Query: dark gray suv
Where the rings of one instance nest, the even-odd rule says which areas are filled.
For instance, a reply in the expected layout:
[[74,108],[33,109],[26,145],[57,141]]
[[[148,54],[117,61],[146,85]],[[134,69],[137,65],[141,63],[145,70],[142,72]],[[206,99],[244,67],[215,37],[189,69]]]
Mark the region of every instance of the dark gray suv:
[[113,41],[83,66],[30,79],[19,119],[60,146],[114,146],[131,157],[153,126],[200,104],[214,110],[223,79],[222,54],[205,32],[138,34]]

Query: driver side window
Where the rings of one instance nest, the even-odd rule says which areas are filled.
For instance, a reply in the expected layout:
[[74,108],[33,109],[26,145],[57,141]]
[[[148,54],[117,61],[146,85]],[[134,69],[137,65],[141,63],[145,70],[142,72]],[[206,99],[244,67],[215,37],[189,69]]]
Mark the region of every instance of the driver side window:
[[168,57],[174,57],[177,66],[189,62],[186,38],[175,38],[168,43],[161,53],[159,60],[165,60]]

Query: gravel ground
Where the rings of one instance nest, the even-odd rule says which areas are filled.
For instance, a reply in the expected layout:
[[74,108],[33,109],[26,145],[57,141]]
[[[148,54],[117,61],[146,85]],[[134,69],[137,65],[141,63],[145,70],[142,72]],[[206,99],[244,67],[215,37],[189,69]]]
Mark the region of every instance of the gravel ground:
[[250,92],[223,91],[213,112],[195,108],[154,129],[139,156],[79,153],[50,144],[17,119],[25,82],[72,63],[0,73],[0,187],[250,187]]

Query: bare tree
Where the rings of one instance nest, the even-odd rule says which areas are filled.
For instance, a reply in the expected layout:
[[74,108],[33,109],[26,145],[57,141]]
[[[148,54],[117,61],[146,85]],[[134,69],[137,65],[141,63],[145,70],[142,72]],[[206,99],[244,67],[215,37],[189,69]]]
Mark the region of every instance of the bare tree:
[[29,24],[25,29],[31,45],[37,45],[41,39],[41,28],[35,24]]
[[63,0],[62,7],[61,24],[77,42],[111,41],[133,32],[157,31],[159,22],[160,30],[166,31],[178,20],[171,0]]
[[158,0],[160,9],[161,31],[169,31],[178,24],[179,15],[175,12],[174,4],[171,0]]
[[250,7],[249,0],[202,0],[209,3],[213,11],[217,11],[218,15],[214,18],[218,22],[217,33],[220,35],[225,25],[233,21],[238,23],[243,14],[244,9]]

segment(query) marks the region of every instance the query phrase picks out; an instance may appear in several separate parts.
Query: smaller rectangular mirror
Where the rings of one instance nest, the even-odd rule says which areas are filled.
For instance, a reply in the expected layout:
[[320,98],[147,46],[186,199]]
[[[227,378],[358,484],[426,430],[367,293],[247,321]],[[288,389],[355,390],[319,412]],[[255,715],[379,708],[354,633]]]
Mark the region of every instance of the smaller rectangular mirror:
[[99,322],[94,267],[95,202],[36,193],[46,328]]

To do — Copy out the lines of the items above exactly, from the line containing "segment(query) marks the" through the last line of the items.

Written response —
segment(query) marks the region of every instance the query phrase picks out; an instance may appear in several separate parts.
Query: smaller rectangular mirror
Where the rings of one instance nest, the even-odd rule says which areas are filled.
For instance, a reply in the expected layout:
[[320,98],[147,46],[186,199]]
[[[227,378],[358,484],[426,430],[367,293],[247,321]],[[288,389],[355,390],[319,412]],[[255,715],[379,708],[354,633]]]
Mark the region of every instance of the smaller rectangular mirror:
[[99,322],[94,267],[95,202],[36,193],[46,328]]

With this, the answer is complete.